* Leesopdrachten *
A - Beantwoord de volgende vragen aan de hand van de paginatekst.
(i) In welke stad eindigt de zeewandeling in De advocaat en de zeiler?
(ii) Welke omslagfoto heeft het boek, en van welke kunstenaar is die?
(iii) Van wie kreeg Kek Wildevrouw cadeau?
B - Neem het deel van de paginatekst letterlijk over dat begint bij "Meer kan Kek" en eindigt bij "Thierry De Cordier.".

Het resultaat is in elk geval de moeite.


Eigenlijk wou ze De advocaat en de zeiler vooral lezen omdat ze een verslag vermoedde 
over de zeewandeling van Bray Dunes naar Cadzand.
Dat is de zeewandeling die Snor en Kek jaarlijks deden, 
zij het meestal in de andere richting,
en die Kek nu al een paar keer alleen deed.
Daar gaat het boek uiteindelijk niet over, en in elk geval eindigt de bewuste zeewandeling al in Oostende, 
in de buurt van Altar,
het kunstwerk van Kris Martin op het strand.



Waar het dan wel over gaat?
Over een bijzondere vriendschap tussen twee jongens, later mannen, en een meisje, later vrouw, waar uiteindelijk een van de twee mee trouwt.
Er is ook nog een hond die met de twee meeloopt over het strand, en waarover geleidelijk meer te ontdekken valt.
Meer kan Kek niet zeggen, omdat anders het verhaal al ten dele verklapt wordt.
In elk geval, het is een bijzonder boek met ook een bijzondere omslagfoto:
Mer Grosse van Thierry De Cordier.
Kek is al járen fan van deze uit Oudenaarde afkomstige kunstenaar!

Het boek is in een ruk uitgelezen, en dat zegt ook wel iets.





En dan kreeg Kek van een vriendin Wildevrouw van Jeroen Olyslagers cadeau.
Het duurde even om in het verhaal te raken,
en in de sfeer van het 16de eeuwse Antwerpen, 
maar wat een fenomenaal werk is dit!

* Vastgelegde gegevens *
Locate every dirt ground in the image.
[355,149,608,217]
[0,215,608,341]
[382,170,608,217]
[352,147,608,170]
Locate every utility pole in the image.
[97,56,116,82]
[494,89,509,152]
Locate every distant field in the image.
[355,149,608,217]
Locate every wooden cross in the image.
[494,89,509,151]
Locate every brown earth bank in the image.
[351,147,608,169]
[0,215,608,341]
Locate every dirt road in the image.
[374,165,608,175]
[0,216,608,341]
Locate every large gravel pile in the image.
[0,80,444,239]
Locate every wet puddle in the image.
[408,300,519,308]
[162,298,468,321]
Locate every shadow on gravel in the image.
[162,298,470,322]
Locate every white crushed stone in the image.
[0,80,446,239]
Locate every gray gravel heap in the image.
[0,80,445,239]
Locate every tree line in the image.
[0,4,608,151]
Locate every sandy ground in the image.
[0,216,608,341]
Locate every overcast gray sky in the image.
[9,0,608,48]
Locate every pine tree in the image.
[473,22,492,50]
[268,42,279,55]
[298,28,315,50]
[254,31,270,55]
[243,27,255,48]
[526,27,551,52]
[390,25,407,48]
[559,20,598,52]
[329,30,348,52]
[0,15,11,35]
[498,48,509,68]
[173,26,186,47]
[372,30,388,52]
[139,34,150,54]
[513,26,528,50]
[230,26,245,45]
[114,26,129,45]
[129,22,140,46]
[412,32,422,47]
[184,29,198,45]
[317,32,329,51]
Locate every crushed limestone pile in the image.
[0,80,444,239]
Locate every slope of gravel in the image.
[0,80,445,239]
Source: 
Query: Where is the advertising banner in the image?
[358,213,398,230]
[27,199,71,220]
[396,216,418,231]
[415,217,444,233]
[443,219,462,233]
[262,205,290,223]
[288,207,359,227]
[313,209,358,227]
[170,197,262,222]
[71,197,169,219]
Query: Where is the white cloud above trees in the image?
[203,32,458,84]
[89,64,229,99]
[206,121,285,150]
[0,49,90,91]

* Lijst met oplossingen *
A -
(i) In Oostende
(ii) Mer Grosse van Thierry De Cordier
(iii) Van een vriendin

B -
Meer kan Kek niet zeggen, omdat anders het verhaal al ten dele verklapt wordt.
In elk geval, het is een bijzonder boek met ook een bijzondere omslagfoto:
Mer Grosse van Thierry De Cordier.